● Texto seleccionado:
####################
Nunca he llegado mucho más allá de andar barajando (poniendo
y quitando) discos de vinilo sobre la aguja de la gente, más o menos ebria, en
algún pub amigo y lejano en el tiempo. Calle Apuntadores, Atarazanas, Plaza
Gomila y adyacentes. Algún lugar, pues, envuelto en la pesada bruma del tiempo
y en el calor huérfano de tantos meses de agosto huyendo del sol y las playas,
de los largos paseos al alba sobre la arena, las algas y el alquitrán, sobre
las conchas, vacías de vida, pero repletas de alguna música remota. Quizá de
metáforas o de mujeres que me escribían cartas, cuando aún se escribían cartas.
Por desgracia, ya no se escriben cartas y el archivo íntimo de
toda una vida se reduce a un desordenado arcón de papeles envejecidos y un
puñado de bites en un único pen de unos pocos gigas de capacidad con una
carpeta ramificada (por voluntad o azar) y un mar de archivos víctimas, en fin,
del olvido o la apatía. A la intemperie tanto de cualquier virus informático
como del más clamoroso de los naufragios. O el silencio.
####################
● Extracto del listado:
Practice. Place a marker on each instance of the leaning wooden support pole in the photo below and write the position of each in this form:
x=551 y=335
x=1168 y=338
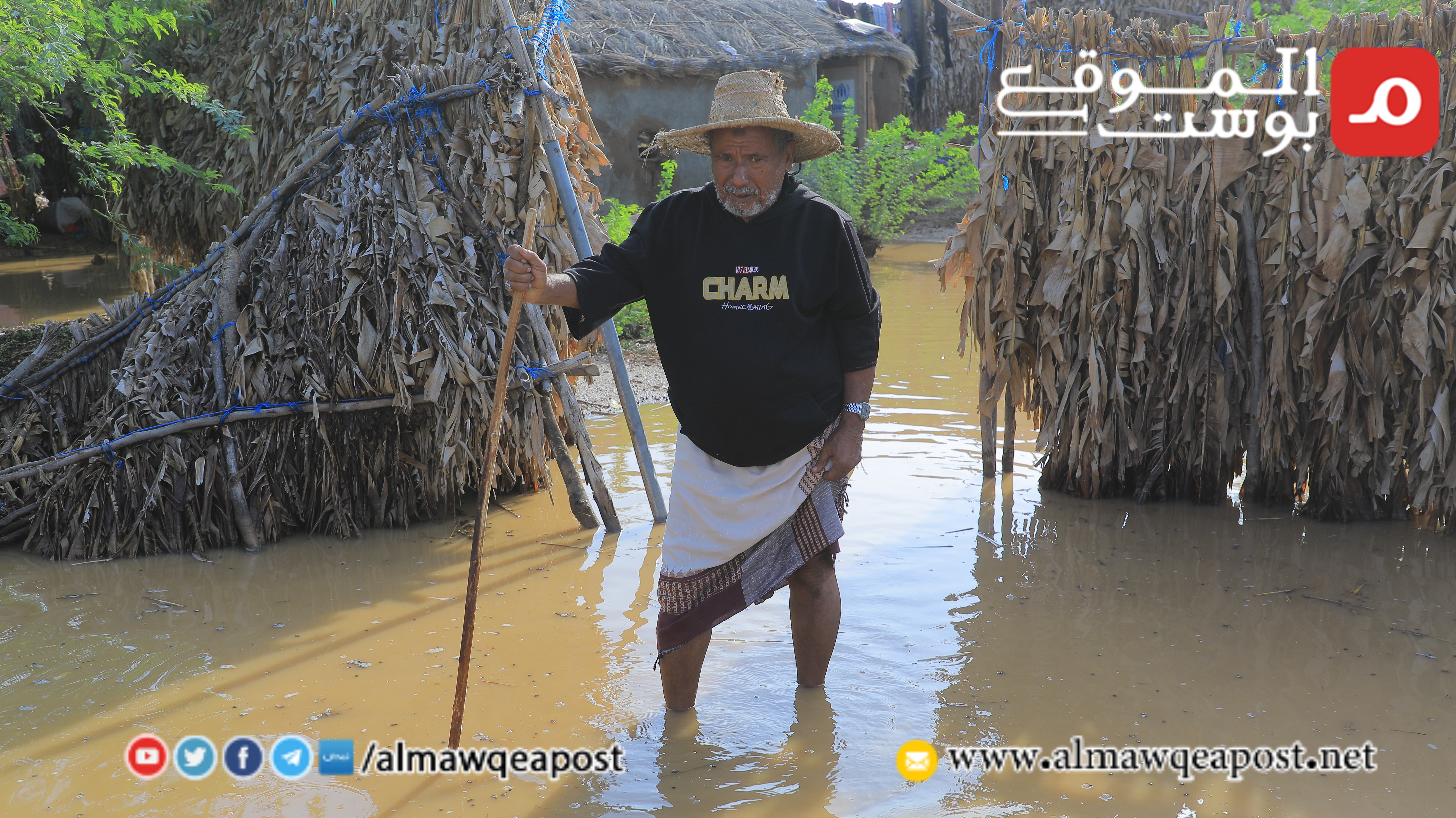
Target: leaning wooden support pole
####################
● Tareas:
(A) En el texto sobre los vinilos y las cartas, ¿a qué se reduce el archivo íntimo de toda una vida?
(B) Transcribe del texto sobre los vinilos y las cartas todo lo que va desde "Nunca he llegado" hasta "se escribían cartas.".
(C) Prosigue el texto sobre los vinilos y las cartas a partir de su última frase.

● Respuestas:
(A) A un desordenado arcón de papeles envejecidos y un puñado de bites en un único pen de unos pocos gigas de capacidad.

(B)
Nunca he llegado mucho más allá de andar barajando (poniendo
y quitando) discos de vinilo sobre la aguja de la gente, más o menos ebria, en
algún pub amigo y lejano en el tiempo. Calle Apuntadores, Atarazanas, Plaza
Gomila y adyacentes. Algún lugar, pues, envuelto en la pesada bruma del tiempo
y en el calor huérfano de tantos meses de agosto huyendo del sol y las playas,
de los largos paseos al alba sobre la arena, las algas y el alquitrán, sobre
las conchas, vacías de vida, pero repletas de alguna música remota. Quizá de
metáforas o de mujeres que me escribían cartas, cuando aún se escribían cartas.

(C)
Quiero decir, claro, que sé muy poco, pese a los
precedentes, de afamados disc-jockeys y de multitudes más o menos histéricas o exaltadas.
Más aún, me temo que su histriónica psicodelia actual lleva los mismos lustros
de retraso o distancia que mantengo conmigo mismo y con mi pasado. En todo ello,
pienso, mientras me acomodo en la terraza de algunos bares de Palma y dejo que
me rieguen como si fuera una planta en un frágil invernadero de cristal. Acaso
un penúltimo palacio de invierno en pleno agosto.